***** Extrait source

Carmen est l'opéra le plus joué au monde. Ce fut pourtant ce qu'on appelle un bide à sa création. Parce qu'on jugeait tout à fait indécente la volonté de la jeune femme de séduire.
Huit ans après Patrick Poivre d'Arvor cette héroïne est de nouveau à l'affiche d'Opéra en plein air. C'est cette fois Radu Mihaileanu qui en signe la mise en scène. J'attendais un manifeste féministe, dans la lignée de La source des femmes, que j'avais tellement plébiscité au cinéma.
Cette session est un bon cru. J'ai entendu quelques reproches au décor, trop sobre au goût de certains. C'est précisément la qualité que je lui reconnais. Quand on dispose de monuments historiques comme fond de scène il n'est pas nécessaire de surcharger le plateau, surtout avec des éléments ultra contemporains.
Par contre l'accent est mis sur les costumes, et là encore j'approuve. Ils sont magnifiques et très colorés. Notamment le toréador qui sera habillé sur l'air du Quadrille. Avec cependant une interrogation sur la couleur de la jupe de Micaela que le livret annonce bleue ... et que l'on découvre totalement différente, rouge carmin. Un détail ...

Les choeurs des enfants comme des cigarières sont très beaux, parfaitement harmonieux. Les chorégraphies tout autant réussies.

**********
***** Données brutes

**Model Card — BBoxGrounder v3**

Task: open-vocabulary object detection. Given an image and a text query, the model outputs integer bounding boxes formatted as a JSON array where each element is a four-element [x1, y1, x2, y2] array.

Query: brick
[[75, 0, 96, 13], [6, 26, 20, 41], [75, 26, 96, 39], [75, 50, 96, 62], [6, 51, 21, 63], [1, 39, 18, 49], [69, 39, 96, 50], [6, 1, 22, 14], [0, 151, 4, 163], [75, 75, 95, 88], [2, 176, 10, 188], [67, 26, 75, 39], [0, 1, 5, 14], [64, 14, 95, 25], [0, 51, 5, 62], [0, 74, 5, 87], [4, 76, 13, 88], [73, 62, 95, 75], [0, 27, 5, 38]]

**********

### Objectif 1
Répondez à ces questions d'après la critique de Carmen :
(a) Qui signe la mise en scène de cette nouvelle production ?
(b) De quelle couleur le livret annonce-t-il la jupe de Micaela ?
(c) Comment jugeait-on, à la création, la volonté de la jeune femme de séduire ?
### Objectif 2
Dans la critique de Carmen, condensez s'il vous plaît sous forme de liste le paragraphe qui commence par « Par contre l'accent est mis sur les costumes », sans perdre ses faits principaux.
### Objectif 3
Reprenez la critique de Carmen à la suite de sa dernière phrase.
Le listing n'a aucun lien avec la critique de Carmen.

### Réponse 1
(a) Radu Mihaileanu.
(b) Bleue.
(c) Tout à fait indécente.

### Réponse 2
- L'accent est mis sur les costumes, un choix approuvé.
- Les costumes sont magnifiques et très colorés, notamment celui du toréador, habillé sur l'air du Quadrille.
- Seule interrogation : la jupe de Micaela, annoncée bleue par le livret, est en réalité rouge carmin, un détail.

### Réponse 3
Cet opéra est marqué par la passion, la jalousie et la liberté. Les personnages osent leur sensualité. Ces sentiments sont exacerbés et paradoxalement, la musique de Georges Bizet est simple, avec une ligne mélodique d'une telle fluidité que tout le monde connait plusieurs airs par coeur, ce qui est très agréable.
C'est sur l'air célébrissime de l'amour est un oiseau rebelle que le public découvre Carmencita. Les scènes d'intimité sont jouées au premier plan, devant les musiciens et l'émotion s'en trouve renforcée.
L'acte II s'achève sur une ode à la liberté dans un nuancier de rouges. Après l'entr'acte ce sont les tons bleutés qui vont dominer. La pauvreté et la guerre civile sont sous-jacentes. La pièce mérite une lecture politique. Carmen réaffirme son point de vue : je ne veux pas être tourmentée, commandée, mais être libre.
Carmen devait initialement être une comédie mais le drame s'y est faufilé. les cartes annoncent la mort ... pour les deux protagonistes principaux.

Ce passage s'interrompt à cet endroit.